**EXERCISE TASK:** Below is a listing; write it out exactly and drop any images from it.

**PROVIDED DATA:**

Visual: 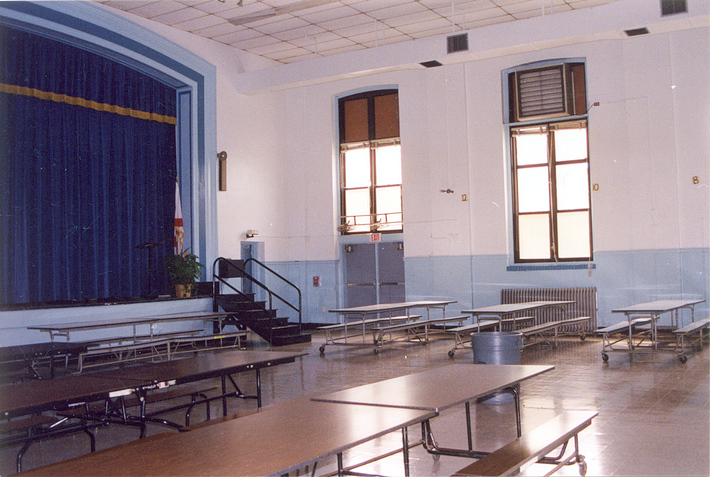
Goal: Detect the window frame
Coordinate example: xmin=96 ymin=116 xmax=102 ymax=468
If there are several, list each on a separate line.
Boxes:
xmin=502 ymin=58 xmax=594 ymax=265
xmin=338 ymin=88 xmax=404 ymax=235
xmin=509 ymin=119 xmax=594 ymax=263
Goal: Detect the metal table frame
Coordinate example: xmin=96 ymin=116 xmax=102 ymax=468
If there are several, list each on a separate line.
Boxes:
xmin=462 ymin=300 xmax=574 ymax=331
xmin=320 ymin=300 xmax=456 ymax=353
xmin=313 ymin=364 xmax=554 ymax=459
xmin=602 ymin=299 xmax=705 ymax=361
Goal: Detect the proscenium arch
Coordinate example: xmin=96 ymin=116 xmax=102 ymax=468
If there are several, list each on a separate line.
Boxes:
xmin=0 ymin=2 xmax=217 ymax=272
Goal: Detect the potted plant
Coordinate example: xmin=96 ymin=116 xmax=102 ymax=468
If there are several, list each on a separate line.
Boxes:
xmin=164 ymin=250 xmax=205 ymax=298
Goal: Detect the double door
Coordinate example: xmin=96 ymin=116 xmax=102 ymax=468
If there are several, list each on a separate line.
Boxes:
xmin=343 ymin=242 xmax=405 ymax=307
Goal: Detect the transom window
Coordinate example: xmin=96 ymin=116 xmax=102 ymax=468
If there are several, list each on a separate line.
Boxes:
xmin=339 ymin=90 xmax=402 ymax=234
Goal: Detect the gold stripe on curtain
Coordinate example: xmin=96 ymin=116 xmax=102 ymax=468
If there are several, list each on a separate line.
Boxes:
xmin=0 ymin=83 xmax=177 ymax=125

**ANSWER FOR THIS EXERCISE:**
Visual: 
Goal: Detect the window frame
Coordinate example: xmin=96 ymin=116 xmax=102 ymax=468
If there are several, list each on a separate line.
Boxes:
xmin=502 ymin=58 xmax=594 ymax=265
xmin=338 ymin=88 xmax=404 ymax=235
xmin=509 ymin=119 xmax=594 ymax=263
Goal: Detect the metal table frame
Coordinate example: xmin=96 ymin=116 xmax=102 ymax=468
If there are several, list each on a separate line.
Boxes:
xmin=462 ymin=300 xmax=574 ymax=331
xmin=320 ymin=300 xmax=456 ymax=353
xmin=313 ymin=364 xmax=554 ymax=459
xmin=602 ymin=299 xmax=705 ymax=361
Goal: Detect the proscenium arch
Coordinate example: xmin=96 ymin=116 xmax=102 ymax=468
If there are several, list each on a separate line.
Boxes:
xmin=0 ymin=2 xmax=217 ymax=272
Goal: Detect the potted plant
Coordinate example: xmin=96 ymin=116 xmax=102 ymax=468
If there are several, list each on a separate line.
Boxes:
xmin=164 ymin=250 xmax=205 ymax=298
Goal: Detect the double door
Coordinate example: xmin=96 ymin=116 xmax=102 ymax=468
If there are several, list each on a separate line.
Boxes:
xmin=343 ymin=242 xmax=405 ymax=307
Goal: Detect the transom window
Coordinate example: xmin=96 ymin=116 xmax=102 ymax=468
If there are several, list each on a separate line.
Boxes:
xmin=339 ymin=90 xmax=402 ymax=234
Goal: Detect the gold stripe on curtain
Coordinate example: xmin=96 ymin=116 xmax=102 ymax=468
If there are several, list each on a separate line.
Boxes:
xmin=0 ymin=83 xmax=177 ymax=125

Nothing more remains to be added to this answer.